### DAFTAR TUGAS
1 - Menurut teks tentang budaya Sunda, pada tanggal berapa upacara Seren Taun dilaksanakan setiap tahun?
2 - Kutiplah dari teks tentang budaya Sunda semua bagian mulai dari "Indonesia merupakan salah" hingga "Indonesia hingga kini.".
3 - Sebutkan semua istilah Sunda dalam teks tentang budaya Sunda yang disertai penjelasan arti di dalam tanda kurung, lengkap dengan penjelasannya.

Budaya dan Tradisi Sunda Yang Tetap Lestari di Indonesia

Budaya dan Tradisi Sunda Yang Tetap Lestari di Indonesia

Indonesia merupakan salah satu negara dengan masyarakat yang paling beragam di dunia. Terdapat berbagai macam suku bangsa dengan 512 bahasa yang dipertuturkan oleh berbagai manusia yang hidup di dalamnya. Salah satu suku bangsa yang tetap melestarikan bahasa dan budayanya adalah suku bangsa Sunda yang termasuk ke dalam suku bangsa mayoritas kedua setelah Jawa di Indonesia. Masyarakat etnis atau suku bangsa Sunda, merupakan suku bangsa yang hidup di Pulau  Jawa bagian barat Indonesia, orang Sunda atau suku Sunda merupakan orang yang secara turun temurun menggunakan bahasa Sunda sebagai bahasa ibu dalam percakapan sehari – hari, lazimnya tinggal di daerah Jawa Barat dan sekitarnya. Terdapat Upacara adat panen, upacara adat sunda saat Ramadhan, dan upacara pernikahan adat sunda merupakan budaya dan tradisi yang tetap lestari di Indonesia hingga kini.

Upacara Adat Panen Masyarakat Sunda

Seren Taun merupakan upacara ungkapan syukur atas suka dan duka yang dialami di bidang pertanian selama setahun lalu dan tahun yang akan datang. Acara ini dilakukan tiap tanggal 22 Bulan Rayagung bulan terakhir kalender Sunda. Sebelum acara ini dilaksanakan terlebih dahulu melaksanakan upacara Ngajayak (menjemput padi) pada tanggal 18 Rayagung. Padi menjadi objek utama dari upacara adat Seren Taun, selain itu acara ini menjadi ajang rasa syukur terhadap dewi Nyi Pohaci Sanghyang Asri yang merupakan dewi kesuburan.

Upacara Nyalin atau Nyawen juga merupakan upacara adat dalam memanen padi. Dimana, sebelum melakukan panen padi upacara adat dilakukan dengan pimpinan Wali Puhun, Wali tersebut memiliki tanggung jawab terhadap Ngerok (menyiangi sawah) hingga Nyimpen Ibu (mengumpulkan atau mengambil padi ke lumbung padi). Upacara adat ini bermaksud untuk mengambil padi sebagai ciptaan tuhan dan tata krama karena padi menjadi salah satu sumber kehidupan manusia.

### DATA YANG DIBERIKAN
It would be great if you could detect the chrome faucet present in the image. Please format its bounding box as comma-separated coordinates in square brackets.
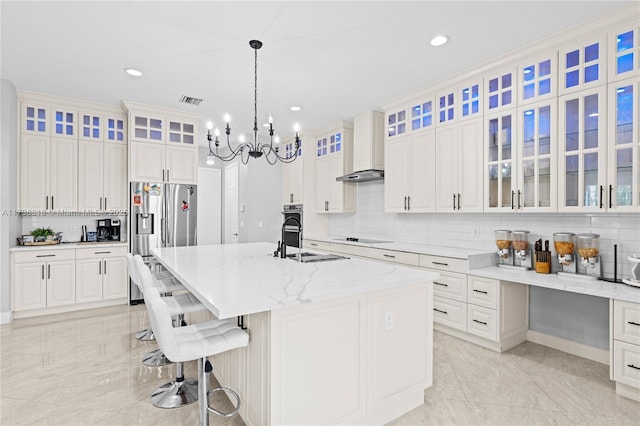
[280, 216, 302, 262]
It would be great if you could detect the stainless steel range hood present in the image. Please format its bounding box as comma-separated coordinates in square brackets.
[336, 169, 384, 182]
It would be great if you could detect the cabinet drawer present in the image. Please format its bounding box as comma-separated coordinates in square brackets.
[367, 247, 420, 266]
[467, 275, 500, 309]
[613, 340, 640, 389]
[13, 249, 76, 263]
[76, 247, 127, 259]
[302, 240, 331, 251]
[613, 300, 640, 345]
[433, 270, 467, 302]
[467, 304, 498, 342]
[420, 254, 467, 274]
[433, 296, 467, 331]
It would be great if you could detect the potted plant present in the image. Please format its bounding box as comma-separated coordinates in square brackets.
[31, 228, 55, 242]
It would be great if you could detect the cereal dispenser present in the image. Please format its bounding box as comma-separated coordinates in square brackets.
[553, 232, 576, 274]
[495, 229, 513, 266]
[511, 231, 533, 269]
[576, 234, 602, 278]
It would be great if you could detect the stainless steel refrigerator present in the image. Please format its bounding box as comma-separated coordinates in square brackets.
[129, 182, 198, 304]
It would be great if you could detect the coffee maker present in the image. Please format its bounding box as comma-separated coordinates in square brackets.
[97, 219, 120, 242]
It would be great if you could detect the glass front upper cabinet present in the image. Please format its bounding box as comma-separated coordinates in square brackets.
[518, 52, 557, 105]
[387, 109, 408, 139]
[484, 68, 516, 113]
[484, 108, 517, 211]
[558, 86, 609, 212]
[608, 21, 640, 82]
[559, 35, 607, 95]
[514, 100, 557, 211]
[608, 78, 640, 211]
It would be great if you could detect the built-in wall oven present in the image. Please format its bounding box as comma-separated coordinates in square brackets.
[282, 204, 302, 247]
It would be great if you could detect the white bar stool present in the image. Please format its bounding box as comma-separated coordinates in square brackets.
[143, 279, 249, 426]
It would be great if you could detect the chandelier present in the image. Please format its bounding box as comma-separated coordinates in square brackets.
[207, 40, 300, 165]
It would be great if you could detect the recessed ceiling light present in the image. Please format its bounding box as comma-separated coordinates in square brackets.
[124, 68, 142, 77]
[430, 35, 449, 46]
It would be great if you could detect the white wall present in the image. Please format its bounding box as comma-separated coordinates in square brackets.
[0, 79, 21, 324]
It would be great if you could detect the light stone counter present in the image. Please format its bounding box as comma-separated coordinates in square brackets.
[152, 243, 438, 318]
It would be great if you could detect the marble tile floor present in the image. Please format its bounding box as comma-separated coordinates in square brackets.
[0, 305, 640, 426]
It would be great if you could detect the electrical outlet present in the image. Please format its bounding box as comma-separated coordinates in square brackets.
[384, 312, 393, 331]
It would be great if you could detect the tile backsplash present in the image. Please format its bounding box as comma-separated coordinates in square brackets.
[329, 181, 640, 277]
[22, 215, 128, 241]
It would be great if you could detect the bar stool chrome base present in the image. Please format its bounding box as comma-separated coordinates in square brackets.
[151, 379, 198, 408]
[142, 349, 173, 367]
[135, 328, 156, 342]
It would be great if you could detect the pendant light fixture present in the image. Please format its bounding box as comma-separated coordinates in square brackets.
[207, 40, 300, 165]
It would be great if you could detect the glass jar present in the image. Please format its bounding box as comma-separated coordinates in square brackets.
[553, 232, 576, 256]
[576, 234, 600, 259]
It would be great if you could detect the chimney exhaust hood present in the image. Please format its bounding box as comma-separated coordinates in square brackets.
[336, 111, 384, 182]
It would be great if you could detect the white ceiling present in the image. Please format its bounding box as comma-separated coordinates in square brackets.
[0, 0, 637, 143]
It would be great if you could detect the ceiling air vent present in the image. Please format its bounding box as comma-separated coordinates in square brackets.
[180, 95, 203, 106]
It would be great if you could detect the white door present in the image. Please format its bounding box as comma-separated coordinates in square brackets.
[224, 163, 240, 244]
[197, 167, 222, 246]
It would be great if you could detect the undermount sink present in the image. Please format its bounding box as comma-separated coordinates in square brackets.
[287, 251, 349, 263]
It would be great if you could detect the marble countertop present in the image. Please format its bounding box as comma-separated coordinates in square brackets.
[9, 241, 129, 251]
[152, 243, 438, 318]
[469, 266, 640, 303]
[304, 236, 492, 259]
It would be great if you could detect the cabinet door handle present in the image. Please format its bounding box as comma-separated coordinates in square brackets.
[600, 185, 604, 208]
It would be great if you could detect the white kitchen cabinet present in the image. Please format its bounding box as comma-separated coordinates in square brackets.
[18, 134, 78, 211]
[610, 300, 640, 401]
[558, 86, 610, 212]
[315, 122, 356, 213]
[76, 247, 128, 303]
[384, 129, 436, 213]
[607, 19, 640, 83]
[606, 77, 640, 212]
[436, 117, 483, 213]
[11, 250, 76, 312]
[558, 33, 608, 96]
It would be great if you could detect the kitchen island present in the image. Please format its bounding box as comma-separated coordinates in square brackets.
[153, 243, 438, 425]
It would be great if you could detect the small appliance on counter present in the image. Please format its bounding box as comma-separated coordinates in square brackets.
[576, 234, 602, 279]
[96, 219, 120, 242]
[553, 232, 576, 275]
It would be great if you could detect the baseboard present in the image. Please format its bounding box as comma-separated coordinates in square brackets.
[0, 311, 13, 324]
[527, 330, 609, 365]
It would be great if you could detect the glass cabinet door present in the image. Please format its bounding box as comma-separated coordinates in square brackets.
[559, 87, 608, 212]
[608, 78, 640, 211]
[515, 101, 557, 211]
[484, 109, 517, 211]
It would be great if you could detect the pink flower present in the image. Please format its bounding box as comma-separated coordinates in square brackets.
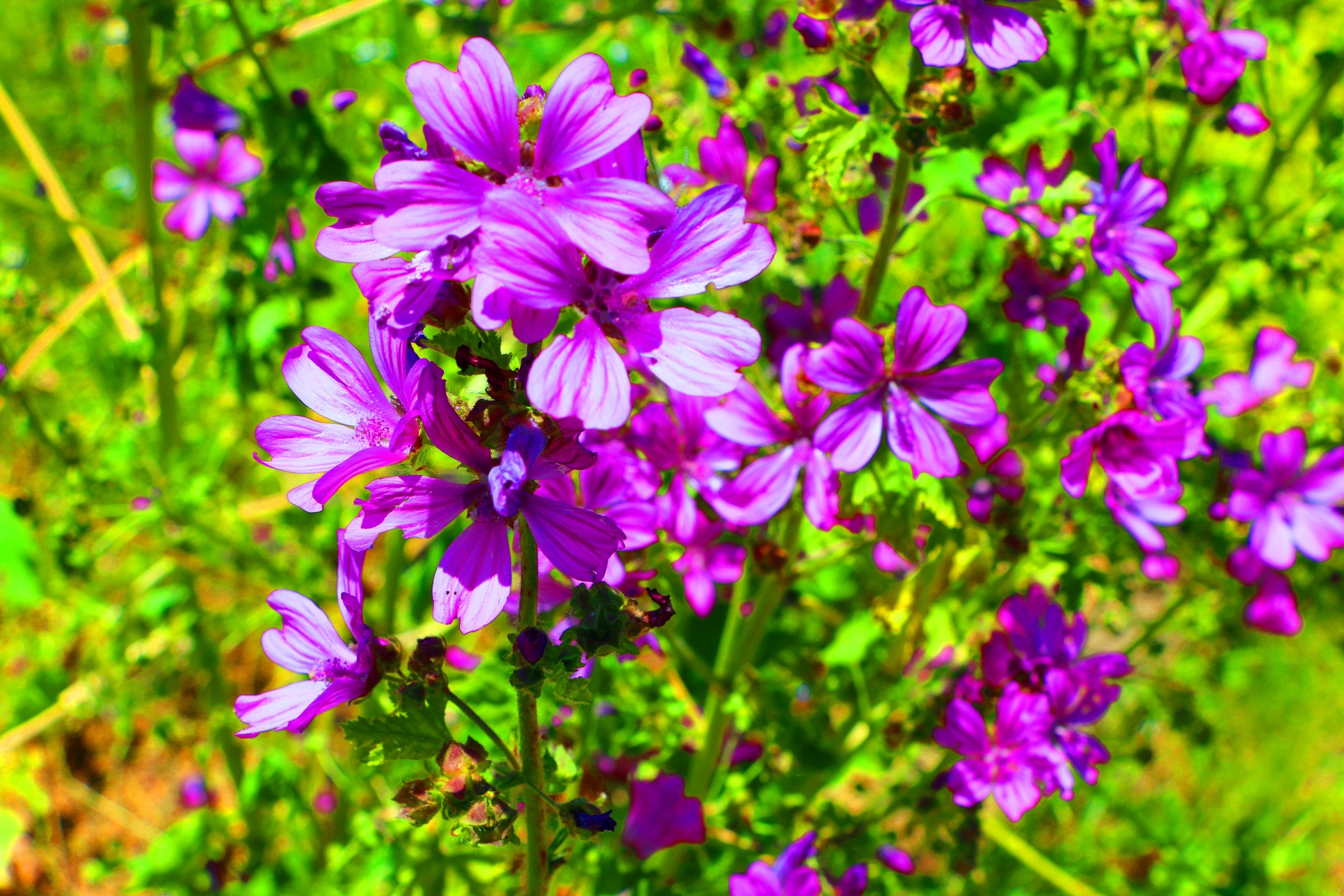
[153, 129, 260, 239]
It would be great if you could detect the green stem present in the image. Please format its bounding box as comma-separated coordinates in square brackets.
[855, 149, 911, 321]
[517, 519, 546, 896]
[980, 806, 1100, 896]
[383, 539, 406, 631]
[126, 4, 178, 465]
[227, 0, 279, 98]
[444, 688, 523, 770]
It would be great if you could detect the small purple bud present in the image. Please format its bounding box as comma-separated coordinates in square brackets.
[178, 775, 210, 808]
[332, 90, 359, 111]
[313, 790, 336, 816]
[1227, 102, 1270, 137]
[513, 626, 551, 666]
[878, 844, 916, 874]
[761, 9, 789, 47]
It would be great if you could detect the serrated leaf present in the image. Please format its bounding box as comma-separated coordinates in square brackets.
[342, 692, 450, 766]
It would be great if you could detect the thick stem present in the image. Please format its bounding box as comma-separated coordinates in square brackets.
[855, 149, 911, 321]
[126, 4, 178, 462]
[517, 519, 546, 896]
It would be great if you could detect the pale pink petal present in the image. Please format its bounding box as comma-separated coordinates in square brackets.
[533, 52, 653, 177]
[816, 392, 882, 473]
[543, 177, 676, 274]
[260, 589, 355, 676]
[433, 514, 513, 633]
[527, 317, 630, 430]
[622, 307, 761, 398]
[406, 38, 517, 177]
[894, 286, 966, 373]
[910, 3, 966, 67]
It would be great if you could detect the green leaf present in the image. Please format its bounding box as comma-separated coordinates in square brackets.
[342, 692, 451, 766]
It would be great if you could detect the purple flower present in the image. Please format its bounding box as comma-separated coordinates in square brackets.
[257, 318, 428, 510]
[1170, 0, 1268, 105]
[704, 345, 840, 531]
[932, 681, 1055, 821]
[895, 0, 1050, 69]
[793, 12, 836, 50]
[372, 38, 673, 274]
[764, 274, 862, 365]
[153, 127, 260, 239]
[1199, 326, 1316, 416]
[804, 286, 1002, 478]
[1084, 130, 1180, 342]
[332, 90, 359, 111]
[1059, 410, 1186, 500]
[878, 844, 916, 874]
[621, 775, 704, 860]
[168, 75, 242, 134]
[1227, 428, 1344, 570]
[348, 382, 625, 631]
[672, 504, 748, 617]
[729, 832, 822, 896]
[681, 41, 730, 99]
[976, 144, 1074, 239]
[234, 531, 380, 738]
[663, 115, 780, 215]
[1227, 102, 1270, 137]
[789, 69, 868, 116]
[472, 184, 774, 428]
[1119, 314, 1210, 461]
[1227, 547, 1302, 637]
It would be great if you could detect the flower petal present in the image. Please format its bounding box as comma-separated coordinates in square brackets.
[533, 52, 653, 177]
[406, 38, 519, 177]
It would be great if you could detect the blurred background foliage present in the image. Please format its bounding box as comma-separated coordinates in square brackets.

### KUNCI JAWABAN
1 - Setiap tanggal 22 Bulan Rayagung, bulan terakhir kalender Sunda.

2 -
Indonesia merupakan salah satu negara dengan masyarakat yang paling beragam di dunia. Terdapat berbagai macam suku bangsa dengan 512 bahasa yang dipertuturkan oleh berbagai manusia yang hidup di dalamnya. Salah satu suku bangsa yang tetap melestarikan bahasa dan budayanya adalah suku bangsa Sunda yang termasuk ke dalam suku bangsa mayoritas kedua setelah Jawa di Indonesia. Masyarakat etnis atau suku bangsa Sunda, merupakan suku bangsa yang hidup di Pulau  Jawa bagian barat Indonesia, orang Sunda atau suku Sunda merupakan orang yang secara turun temurun menggunakan bahasa Sunda sebagai bahasa ibu dalam percakapan sehari – hari, lazimnya tinggal di daerah Jawa Barat dan sekitarnya. Terdapat Upacara adat panen, upacara adat sunda saat Ramadhan, dan upacara pernikahan adat sunda merupakan budaya dan tradisi yang tetap lestari di Indonesia hingga kini.

3 -
- Ngajayak (menjemput padi)
- Ngerok (menyiangi sawah)
- Nyimpen Ibu (mengumpulkan atau mengambil padi ke lumbung padi)